*** Exercise passage ***
I think this has a lesson for us, too. We often work for a long time, with relatively little in return. And then there comes a time when everything happens all at once, and it can almost be too much. Our lives are organized for the everyday and not for great success, and sometimes, if we can’t handle the sudden opportunity, we just don’t miss out on something good—we sink the boat.
This is true for churches that are growing, as they try to make sure that newer members feel welcomed, and no one slips through the cracks. It’s true for nonprofits, like the Clothes Closet, trying to navigate the huge volume of donations people want to make. It’s true, I think, for many parents, who spend so much of their time bouncing from good thing to good thing that, even though each individual activity or event is wonderful on its own, it’s hard to keep your head above the water. When our nets are so full of fish that our boats begin to sink, it can begin to feel like too much of a good thing.
*** End of Exercise passage ***
*** The data ***
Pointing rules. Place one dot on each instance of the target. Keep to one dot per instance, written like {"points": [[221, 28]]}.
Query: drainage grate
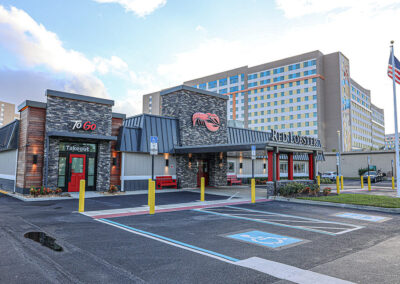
{"points": [[44, 239]]}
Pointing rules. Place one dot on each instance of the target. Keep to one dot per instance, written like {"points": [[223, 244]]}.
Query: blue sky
{"points": [[122, 49]]}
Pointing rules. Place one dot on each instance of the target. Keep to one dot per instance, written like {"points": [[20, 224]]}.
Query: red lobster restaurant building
{"points": [[73, 137]]}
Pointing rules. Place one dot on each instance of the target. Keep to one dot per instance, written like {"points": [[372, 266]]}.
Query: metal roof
{"points": [[9, 136], [136, 132], [243, 136]]}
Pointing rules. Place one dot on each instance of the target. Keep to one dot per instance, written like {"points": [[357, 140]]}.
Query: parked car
{"points": [[330, 175], [375, 176]]}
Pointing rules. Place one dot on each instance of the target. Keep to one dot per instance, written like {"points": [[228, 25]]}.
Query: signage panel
{"points": [[294, 139], [153, 145]]}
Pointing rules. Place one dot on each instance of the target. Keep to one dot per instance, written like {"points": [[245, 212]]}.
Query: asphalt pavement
{"points": [[209, 245]]}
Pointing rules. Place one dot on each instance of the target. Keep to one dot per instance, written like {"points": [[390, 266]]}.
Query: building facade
{"points": [[310, 94], [7, 113], [390, 141], [71, 137]]}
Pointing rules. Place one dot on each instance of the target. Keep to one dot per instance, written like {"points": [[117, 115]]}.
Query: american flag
{"points": [[396, 69]]}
*** End of The data ***
§ **Actions to take**:
1. Reproduce the passage about full nets word for word, between "I think this" and "sink the boat.", inclusive.
2. Decide whether each statement agrees with the passage about full nets. Answer yes or no, and quote the words that settle it.
(a) The Clothes Closet is described as a church.
(b) Our lives are said to be organized for the everyday rather than for great success.
(c) Each individual activity or event that parents bounce between is called wonderful on its own.
3. Answer these questions from the passage about full nets.
(a) How do growing churches try to make newer members feel?
(b) What is the Clothes Closet trying to navigate?
(c) What do we sometimes do if we can't handle the sudden opportunity?
Work only from the passage about full nets, not from the material.

§ **Solutions to the exercise**:
1.
I think this has a lesson for us, too. We often work for a long time, with relatively little in return. And then there comes a time when everything happens all at once, and it can almost be too much. Our lives are organized for the everyday and not for great success, and sometimes, if we can’t handle the sudden opportunity, we just don’t miss out on something good—we sink the boat.

2.
(a) No: "nonprofits, like the Clothes Closet"
(b) Yes: "Our lives are organized for the everyday and not for great success"
(c) Yes: "even though each individual activity or event is wonderful on its own"

3.
(a) Welcomed.
(b) The huge volume of donations people want to make.
(c) We sink the boat.